■ WHAT IS NEEDED
Every line in the entries that holds the word "query" counts toward the answer, which should be a single number.

Stored data entries
####################

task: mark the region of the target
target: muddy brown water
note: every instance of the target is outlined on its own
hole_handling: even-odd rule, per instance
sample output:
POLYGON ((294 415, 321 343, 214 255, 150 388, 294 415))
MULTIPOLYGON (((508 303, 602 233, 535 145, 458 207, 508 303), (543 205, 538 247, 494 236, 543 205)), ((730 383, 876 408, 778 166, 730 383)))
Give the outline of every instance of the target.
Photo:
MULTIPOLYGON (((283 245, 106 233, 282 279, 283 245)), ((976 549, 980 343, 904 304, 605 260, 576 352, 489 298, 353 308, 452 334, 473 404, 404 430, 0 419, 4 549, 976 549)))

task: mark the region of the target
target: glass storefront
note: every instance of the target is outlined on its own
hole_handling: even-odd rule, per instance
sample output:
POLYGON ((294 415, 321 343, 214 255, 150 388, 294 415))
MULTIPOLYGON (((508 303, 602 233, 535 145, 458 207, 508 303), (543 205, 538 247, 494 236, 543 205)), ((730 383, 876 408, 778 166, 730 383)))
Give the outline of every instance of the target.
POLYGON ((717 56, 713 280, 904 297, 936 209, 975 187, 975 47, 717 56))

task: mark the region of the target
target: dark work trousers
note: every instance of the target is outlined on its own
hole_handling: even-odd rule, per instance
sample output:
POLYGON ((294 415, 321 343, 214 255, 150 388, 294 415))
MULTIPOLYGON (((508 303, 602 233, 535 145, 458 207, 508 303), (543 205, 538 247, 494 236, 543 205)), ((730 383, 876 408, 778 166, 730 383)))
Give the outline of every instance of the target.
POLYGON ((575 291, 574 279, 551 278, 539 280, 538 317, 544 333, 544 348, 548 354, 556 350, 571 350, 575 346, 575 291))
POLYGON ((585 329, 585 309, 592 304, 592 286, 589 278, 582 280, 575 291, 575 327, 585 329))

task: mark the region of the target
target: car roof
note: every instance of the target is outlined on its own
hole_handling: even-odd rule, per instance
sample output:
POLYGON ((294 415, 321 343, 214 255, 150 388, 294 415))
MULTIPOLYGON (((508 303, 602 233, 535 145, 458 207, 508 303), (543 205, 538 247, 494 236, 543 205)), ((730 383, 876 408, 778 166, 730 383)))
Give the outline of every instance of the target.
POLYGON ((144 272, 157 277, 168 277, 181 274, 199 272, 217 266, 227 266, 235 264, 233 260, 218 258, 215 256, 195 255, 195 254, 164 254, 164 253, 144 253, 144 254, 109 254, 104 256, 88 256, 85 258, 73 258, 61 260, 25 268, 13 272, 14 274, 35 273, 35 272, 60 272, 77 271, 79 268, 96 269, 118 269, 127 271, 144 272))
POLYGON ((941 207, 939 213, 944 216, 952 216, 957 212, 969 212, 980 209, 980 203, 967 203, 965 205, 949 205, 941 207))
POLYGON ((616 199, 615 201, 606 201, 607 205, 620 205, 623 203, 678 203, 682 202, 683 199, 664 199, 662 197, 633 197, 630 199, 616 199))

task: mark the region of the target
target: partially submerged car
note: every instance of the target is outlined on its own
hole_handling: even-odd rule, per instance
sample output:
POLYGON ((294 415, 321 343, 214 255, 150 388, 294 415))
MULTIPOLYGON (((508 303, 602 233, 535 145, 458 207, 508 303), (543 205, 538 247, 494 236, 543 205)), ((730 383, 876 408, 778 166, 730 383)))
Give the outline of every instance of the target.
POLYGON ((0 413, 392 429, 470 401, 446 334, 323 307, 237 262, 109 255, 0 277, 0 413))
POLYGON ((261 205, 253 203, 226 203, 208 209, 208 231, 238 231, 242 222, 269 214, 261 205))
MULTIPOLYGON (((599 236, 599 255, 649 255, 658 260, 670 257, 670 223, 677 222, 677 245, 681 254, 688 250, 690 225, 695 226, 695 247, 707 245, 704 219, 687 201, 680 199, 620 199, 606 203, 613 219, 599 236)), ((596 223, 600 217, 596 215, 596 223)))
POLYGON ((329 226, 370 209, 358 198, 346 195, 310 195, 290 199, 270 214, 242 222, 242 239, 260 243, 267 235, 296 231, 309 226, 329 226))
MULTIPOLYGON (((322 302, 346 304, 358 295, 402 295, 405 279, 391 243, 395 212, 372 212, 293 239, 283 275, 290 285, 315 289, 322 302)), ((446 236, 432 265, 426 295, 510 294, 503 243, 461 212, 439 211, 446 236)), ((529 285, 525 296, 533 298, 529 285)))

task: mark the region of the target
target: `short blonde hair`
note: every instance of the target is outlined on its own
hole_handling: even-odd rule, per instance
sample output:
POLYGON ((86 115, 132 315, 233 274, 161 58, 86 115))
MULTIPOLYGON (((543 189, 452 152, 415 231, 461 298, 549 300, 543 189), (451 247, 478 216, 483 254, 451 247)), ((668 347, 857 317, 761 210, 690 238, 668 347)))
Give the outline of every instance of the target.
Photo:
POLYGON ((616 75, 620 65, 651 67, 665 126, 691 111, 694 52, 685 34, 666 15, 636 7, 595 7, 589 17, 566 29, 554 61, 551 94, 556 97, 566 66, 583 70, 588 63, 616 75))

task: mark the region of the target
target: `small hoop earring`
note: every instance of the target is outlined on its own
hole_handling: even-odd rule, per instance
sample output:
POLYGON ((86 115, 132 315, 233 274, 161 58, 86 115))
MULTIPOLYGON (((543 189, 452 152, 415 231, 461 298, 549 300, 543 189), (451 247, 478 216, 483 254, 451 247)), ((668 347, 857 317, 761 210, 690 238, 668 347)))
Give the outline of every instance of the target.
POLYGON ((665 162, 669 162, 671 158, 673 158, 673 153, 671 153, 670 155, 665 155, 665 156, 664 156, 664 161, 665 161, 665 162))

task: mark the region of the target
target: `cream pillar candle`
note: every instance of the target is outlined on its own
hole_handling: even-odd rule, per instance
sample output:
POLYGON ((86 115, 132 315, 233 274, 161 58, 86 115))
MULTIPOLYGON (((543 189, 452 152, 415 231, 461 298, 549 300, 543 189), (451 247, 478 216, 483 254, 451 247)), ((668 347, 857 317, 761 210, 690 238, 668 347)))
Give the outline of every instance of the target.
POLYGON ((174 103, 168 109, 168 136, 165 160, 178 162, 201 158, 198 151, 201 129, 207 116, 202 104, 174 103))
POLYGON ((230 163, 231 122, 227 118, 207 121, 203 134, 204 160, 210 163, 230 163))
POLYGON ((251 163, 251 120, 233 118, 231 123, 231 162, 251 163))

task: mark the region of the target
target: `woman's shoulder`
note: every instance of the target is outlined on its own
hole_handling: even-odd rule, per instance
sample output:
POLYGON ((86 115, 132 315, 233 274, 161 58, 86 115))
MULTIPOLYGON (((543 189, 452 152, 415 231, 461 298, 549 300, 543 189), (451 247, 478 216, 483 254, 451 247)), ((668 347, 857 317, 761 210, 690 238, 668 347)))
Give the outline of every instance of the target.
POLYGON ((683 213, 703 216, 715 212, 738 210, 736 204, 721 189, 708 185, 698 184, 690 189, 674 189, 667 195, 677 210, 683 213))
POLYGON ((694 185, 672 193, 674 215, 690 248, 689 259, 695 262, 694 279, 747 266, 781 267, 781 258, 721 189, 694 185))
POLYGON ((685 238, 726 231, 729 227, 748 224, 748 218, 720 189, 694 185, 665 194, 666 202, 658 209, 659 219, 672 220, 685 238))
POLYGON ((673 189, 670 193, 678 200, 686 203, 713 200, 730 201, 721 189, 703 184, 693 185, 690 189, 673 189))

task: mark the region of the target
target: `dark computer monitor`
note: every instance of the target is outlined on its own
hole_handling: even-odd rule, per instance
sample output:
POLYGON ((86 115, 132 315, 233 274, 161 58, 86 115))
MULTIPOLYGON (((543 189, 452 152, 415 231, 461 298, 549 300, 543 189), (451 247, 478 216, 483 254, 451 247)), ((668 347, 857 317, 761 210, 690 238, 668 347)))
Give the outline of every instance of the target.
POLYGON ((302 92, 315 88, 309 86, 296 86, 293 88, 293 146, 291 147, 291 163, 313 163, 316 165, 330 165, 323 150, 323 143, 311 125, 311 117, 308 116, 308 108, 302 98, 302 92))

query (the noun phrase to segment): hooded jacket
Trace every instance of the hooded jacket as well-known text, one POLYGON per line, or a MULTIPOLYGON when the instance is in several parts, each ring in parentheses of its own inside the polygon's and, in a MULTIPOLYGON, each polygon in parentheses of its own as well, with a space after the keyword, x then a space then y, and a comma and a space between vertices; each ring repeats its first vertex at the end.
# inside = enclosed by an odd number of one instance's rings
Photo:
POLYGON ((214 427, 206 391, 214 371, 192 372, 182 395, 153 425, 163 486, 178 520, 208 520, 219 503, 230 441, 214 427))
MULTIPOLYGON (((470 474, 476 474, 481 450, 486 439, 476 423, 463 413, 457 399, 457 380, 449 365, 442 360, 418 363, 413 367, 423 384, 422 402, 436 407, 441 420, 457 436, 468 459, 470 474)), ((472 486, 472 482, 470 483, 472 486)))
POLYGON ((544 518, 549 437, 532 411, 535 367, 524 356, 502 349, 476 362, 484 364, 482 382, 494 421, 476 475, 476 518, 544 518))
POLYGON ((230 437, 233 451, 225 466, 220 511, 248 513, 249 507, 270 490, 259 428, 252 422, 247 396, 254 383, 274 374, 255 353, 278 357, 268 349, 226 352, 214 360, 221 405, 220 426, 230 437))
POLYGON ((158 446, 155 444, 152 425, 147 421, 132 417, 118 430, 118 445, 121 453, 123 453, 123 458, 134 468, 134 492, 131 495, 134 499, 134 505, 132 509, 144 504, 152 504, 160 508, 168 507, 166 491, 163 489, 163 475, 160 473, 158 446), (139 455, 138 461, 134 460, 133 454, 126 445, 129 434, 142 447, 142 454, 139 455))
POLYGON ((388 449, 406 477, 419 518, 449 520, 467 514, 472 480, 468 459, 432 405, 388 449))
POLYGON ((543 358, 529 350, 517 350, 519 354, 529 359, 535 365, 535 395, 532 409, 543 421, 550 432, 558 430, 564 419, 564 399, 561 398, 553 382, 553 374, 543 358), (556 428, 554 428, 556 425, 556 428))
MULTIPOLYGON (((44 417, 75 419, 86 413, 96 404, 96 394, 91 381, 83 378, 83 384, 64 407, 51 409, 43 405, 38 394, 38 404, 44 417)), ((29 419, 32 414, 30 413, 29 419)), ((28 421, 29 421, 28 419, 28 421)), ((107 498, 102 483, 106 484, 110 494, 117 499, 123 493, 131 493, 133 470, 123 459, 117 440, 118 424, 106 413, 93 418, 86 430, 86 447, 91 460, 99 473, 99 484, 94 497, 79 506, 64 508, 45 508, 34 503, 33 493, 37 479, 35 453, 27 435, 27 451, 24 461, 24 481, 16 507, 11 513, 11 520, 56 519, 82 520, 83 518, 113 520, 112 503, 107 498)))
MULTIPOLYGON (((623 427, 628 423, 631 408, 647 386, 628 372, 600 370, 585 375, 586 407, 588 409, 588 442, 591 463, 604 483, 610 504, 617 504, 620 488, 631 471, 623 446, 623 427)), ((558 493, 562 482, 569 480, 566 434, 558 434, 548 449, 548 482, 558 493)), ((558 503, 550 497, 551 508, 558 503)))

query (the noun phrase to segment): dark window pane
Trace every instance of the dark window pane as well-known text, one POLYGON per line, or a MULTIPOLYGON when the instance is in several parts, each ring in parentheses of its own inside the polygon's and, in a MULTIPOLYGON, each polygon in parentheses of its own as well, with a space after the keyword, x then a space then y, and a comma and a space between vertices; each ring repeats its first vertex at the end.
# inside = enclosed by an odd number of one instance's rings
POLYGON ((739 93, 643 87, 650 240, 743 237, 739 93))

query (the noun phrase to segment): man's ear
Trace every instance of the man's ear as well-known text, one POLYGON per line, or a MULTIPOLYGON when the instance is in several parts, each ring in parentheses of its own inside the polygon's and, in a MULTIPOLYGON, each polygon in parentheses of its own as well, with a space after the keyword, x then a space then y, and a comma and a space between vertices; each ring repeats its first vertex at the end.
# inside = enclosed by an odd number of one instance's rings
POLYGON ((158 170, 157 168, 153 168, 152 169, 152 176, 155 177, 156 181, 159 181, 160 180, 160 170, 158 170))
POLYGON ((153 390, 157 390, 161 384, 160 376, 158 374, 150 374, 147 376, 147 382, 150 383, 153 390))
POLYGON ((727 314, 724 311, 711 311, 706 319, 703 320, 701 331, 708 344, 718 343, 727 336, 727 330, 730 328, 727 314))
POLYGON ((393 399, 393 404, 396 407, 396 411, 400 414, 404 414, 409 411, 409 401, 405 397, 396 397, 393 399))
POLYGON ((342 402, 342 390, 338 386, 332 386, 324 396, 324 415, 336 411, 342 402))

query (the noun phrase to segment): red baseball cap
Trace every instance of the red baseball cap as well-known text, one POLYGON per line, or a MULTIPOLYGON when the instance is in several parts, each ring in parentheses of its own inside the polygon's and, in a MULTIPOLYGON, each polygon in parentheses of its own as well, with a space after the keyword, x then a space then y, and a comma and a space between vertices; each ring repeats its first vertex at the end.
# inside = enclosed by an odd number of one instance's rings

####################

■ ANSWER SECTION
4